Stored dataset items
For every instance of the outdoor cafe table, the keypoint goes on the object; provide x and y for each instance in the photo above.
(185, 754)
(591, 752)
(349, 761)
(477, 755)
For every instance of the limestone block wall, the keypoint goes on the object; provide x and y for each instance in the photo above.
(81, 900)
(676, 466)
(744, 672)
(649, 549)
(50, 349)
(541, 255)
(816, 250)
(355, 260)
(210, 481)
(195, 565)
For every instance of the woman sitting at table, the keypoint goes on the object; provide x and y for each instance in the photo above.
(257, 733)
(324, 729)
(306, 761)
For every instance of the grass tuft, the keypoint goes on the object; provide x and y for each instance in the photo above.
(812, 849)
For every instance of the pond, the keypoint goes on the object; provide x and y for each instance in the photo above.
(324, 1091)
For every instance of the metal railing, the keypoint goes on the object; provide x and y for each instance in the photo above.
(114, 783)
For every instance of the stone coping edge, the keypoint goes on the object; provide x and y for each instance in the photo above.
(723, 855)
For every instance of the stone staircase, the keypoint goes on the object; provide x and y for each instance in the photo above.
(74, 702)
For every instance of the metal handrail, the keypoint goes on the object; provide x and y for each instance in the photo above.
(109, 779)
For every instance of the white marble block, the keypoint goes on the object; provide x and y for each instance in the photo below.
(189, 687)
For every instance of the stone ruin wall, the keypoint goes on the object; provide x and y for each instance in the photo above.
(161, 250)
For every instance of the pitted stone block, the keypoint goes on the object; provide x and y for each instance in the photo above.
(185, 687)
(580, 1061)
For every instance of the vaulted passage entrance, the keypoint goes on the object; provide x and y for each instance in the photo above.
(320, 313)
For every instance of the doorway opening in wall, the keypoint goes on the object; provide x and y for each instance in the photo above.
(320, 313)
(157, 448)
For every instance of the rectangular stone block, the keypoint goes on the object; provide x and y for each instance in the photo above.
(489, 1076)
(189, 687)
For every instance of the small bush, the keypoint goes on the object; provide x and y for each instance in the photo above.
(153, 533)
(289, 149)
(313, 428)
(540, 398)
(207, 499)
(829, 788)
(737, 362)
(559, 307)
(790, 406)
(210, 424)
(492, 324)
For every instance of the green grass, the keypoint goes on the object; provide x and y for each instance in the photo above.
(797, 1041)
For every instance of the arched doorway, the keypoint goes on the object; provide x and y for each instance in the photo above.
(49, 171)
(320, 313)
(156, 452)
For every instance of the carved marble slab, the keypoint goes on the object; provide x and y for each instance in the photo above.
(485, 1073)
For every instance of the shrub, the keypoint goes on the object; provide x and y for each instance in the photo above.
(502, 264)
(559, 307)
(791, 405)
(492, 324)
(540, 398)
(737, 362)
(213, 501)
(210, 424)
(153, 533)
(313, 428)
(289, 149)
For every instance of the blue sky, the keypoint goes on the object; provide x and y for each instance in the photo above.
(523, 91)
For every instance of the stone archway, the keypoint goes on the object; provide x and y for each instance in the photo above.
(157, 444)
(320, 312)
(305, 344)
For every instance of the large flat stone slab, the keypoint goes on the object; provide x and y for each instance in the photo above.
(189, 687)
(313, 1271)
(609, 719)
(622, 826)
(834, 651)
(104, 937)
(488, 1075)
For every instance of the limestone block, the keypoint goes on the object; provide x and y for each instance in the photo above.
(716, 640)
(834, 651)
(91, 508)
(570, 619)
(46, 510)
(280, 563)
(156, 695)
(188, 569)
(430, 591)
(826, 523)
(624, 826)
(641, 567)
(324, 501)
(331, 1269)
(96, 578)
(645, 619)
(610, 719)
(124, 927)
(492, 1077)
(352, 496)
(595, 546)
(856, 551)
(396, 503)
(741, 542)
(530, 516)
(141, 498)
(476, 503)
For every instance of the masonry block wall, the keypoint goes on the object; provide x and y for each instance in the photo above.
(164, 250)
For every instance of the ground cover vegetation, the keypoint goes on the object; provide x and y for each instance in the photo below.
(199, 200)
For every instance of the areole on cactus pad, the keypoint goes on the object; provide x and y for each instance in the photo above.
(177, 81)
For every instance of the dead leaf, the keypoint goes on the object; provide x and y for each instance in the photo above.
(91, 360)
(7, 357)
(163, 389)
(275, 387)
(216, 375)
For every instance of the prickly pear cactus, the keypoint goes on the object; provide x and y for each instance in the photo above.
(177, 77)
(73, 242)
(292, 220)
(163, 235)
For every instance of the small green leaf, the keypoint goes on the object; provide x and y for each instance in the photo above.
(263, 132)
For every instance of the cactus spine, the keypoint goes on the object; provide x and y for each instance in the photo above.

EXERCISE DESCRIPTION =
Can you copy every line of the material above, character for character and without changing anything?

WRITTEN REPLY =
For every instance of the outdoor cafe table, the keypoint goes on the object; provide x and y for each instance in the photo above.
(185, 754)
(591, 752)
(349, 761)
(477, 755)
For every instance of the limestone block wall, the keypoint goes on the object; provide x and y for each instance in the photo above.
(81, 900)
(676, 466)
(744, 672)
(649, 549)
(50, 349)
(541, 255)
(816, 250)
(355, 260)
(210, 481)
(195, 565)
For every instance of the woman sitting at table, the keypoint goes on the object; provide x and y for each instance in the photo above.
(257, 733)
(324, 729)
(306, 761)
For every instance of the grass tuft, the keypoint goes on the object; provide x and y for each instance in the photo above.
(812, 849)
For every instance of the pond, the keypoint goes on the object; provide x and y for each instance in the photo above.
(324, 1091)
For every instance of the metal railing, the keypoint goes on the object; provide x and y for each instance in the photo above.
(114, 783)
For every instance of the stone coping edge, the keypoint goes on the object; provide x and y for each instance in the photo above.
(723, 855)
For every instance of the stone staircase, the keypoint goes on the object; provide x and y for each instance in the photo above.
(74, 702)
For every instance of the metal handrail, the keypoint goes on the object; provide x and y for each instance in the photo above.
(109, 779)
For every instance of the white marble block, the keypoint goes on the object; provide x and y for each instance in the photo below.
(189, 687)
For every instance of the stone ruin wall, the keypoint goes on the object; provide x and y for each instance in the photo above.
(161, 250)
For every instance of the pitted stone block, the keypoint goes on the object; provide x and y for each instance in the photo above.
(185, 687)
(580, 1061)
For every instance of the vaulted passage entrance, the keypoint goes on the object; provide x and y for each instance in the photo above.
(320, 313)
For every instance of the doorway opening in wall, the keypoint goes on the object; provide x and y for each instance in the photo above.
(320, 313)
(157, 448)
For every instance of the rectangular stone block, the keypoint goes on the object; provide x and y for each instance in the photo above.
(489, 1076)
(189, 687)
For every instance of the small bush, the keypoint goes on the object; provide x and y for each instance in the photo above.
(153, 533)
(289, 149)
(313, 428)
(540, 398)
(207, 499)
(829, 788)
(737, 362)
(559, 307)
(790, 406)
(210, 424)
(492, 324)
For every instance of the green grass, the keypoint goes on the object; provide x and y for each instance in the photo above.
(797, 1041)
For every instance of the arched doorway, the keypoint goes on the object; provide x and y for each instance in the photo above.
(49, 171)
(320, 313)
(156, 452)
For every instance of the carved marble slab, the keypoint goes on the object; provide x and y for each instance in the photo above.
(485, 1073)
For every instance of the shrub, the keypoint goes on the object; provide x and y for each instance in the photo above.
(502, 264)
(559, 307)
(791, 405)
(492, 324)
(540, 398)
(737, 362)
(213, 501)
(210, 424)
(153, 533)
(313, 428)
(289, 149)
For every instance of the blue sky, the keypoint goes on the object; provide x and y for each instance in the photo above.
(523, 91)
For every instance of the stone archway, the keypoint goes on the object; provide x and y for each instance in the photo above.
(157, 444)
(320, 312)
(305, 344)
For every instance of the large flat stone slab, the keypoint goes on the object; provide x and y for each instance in the photo above.
(189, 687)
(313, 1271)
(609, 719)
(622, 826)
(834, 651)
(104, 937)
(488, 1075)
For every instance of the limestone block, the keypoint goes on the object; provide x and y for each instance in the photo above.
(716, 640)
(834, 651)
(91, 508)
(570, 619)
(46, 510)
(280, 563)
(156, 695)
(188, 569)
(430, 591)
(826, 523)
(624, 826)
(641, 567)
(324, 501)
(331, 1269)
(96, 578)
(645, 619)
(610, 719)
(124, 927)
(492, 1077)
(352, 496)
(595, 546)
(856, 551)
(396, 503)
(741, 542)
(530, 516)
(141, 498)
(476, 503)
For every instance of the masonry block wall, the keypoint goes on the object; provide x and y for each instance in the photo above.
(164, 250)
For every instance of the ground cover vegetation, the keypoint goes on the object; provide x and y for each instance in the photo below.
(199, 200)
For every instance of the areole on cactus pad, the keypoint goes on the object; provide x and y for each instance in the photo above.
(177, 81)
For every instance of the dead leaf, the keypoint goes on the object; provide x and y for each instance in the photo above.
(91, 360)
(7, 357)
(163, 389)
(275, 387)
(216, 375)
For every instance of the prickly pear cactus, the keypoint goes on the object; provide x and y for each instance in the photo above.
(177, 77)
(73, 242)
(292, 220)
(163, 235)
For every instance of the small green leaf, the keypoint goes on the object; provide x and y for each instance in the photo above.
(263, 132)
For every instance of the cactus spine, the keypoint goes on the object; provide x and y for each instance in the photo above.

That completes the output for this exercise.